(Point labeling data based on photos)
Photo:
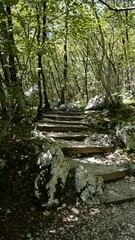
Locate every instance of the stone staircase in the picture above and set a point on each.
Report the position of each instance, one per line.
(70, 131)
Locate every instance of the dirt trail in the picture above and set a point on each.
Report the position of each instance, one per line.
(82, 145)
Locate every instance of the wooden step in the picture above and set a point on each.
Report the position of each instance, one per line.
(61, 128)
(87, 150)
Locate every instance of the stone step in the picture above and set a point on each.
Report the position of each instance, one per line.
(68, 136)
(66, 113)
(55, 121)
(64, 117)
(61, 128)
(115, 175)
(86, 149)
(121, 200)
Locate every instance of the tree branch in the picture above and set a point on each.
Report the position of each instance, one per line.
(116, 9)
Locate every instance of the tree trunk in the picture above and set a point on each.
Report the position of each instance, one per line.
(2, 99)
(44, 35)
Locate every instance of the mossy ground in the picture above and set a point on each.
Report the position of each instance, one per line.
(19, 213)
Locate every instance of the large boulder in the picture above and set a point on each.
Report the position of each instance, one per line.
(51, 179)
(126, 134)
(96, 103)
(88, 185)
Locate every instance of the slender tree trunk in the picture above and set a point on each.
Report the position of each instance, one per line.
(63, 89)
(39, 110)
(3, 101)
(44, 35)
(86, 72)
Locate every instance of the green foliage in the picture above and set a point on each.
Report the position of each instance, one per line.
(10, 2)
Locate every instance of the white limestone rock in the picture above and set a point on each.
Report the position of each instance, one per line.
(50, 181)
(96, 103)
(89, 186)
(126, 134)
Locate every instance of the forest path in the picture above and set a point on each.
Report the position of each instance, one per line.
(81, 144)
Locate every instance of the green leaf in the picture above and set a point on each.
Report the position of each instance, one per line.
(10, 2)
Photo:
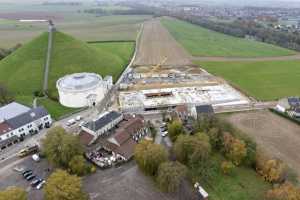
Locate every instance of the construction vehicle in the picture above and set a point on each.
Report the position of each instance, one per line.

Task requirements
Output every line of the entries above word for word, leaving out the pictures.

Answer below
Photo:
Locate every instance of the stone staircase in the picture above and set a point on each.
Report the position of each instance, one per line.
(70, 131)
Locate every instance of the dirt trail in the picture above and set a point on each.
Report the position of each instance, one per line.
(82, 145)
Locate every instance of the wooden step in the picture above and set a point on each.
Report the position of each instance, one per line.
(61, 128)
(87, 150)
Locate every instance of the stone step in the picture above and set a point on each.
Report the position of each instance, one per line.
(68, 136)
(66, 113)
(55, 121)
(64, 117)
(61, 128)
(115, 175)
(86, 149)
(121, 200)
Locate every instance of the tree branch in the picture above and set a point on each.
Report the position of each instance, one per line.
(116, 9)
Locate every instance of the tree trunk in the picture above and set a point on each.
Report the position of each instance, one per line.
(2, 99)
(44, 35)
Locate every instance of the mossy ground in the picture above and set a point on each.
Report the position of each instance, one per line.
(19, 213)
Locate every instance of the large boulder in the picture above and set a point on each.
Report the position of each instance, one per line.
(51, 179)
(126, 134)
(96, 103)
(88, 185)
Locate every instance of the slender tree trunk in the picture above and set a point on each.
Report the position of each instance, one per line.
(63, 89)
(39, 110)
(3, 101)
(44, 35)
(86, 72)
Locate every instance of the green foliage in the picture above and set a point on each.
Report the position of each instance, one per line.
(10, 2)
Locate every instance of the white limestone rock in the picture above and set a point on each.
Report the position of each instance, one per line.
(50, 181)
(96, 103)
(89, 186)
(126, 134)
Locate every instance of the forest path in the picture above and set a point on each.
Report the position of each instance, one per line.
(81, 144)
Locate every instance of the green leaf in the picture above and set a point on each.
Report the position of each instance, one per line.
(10, 2)
Photo:
Locate every instance of the construction vehicle in the picture above and set a point on each.
Report the position of each instance, one per line.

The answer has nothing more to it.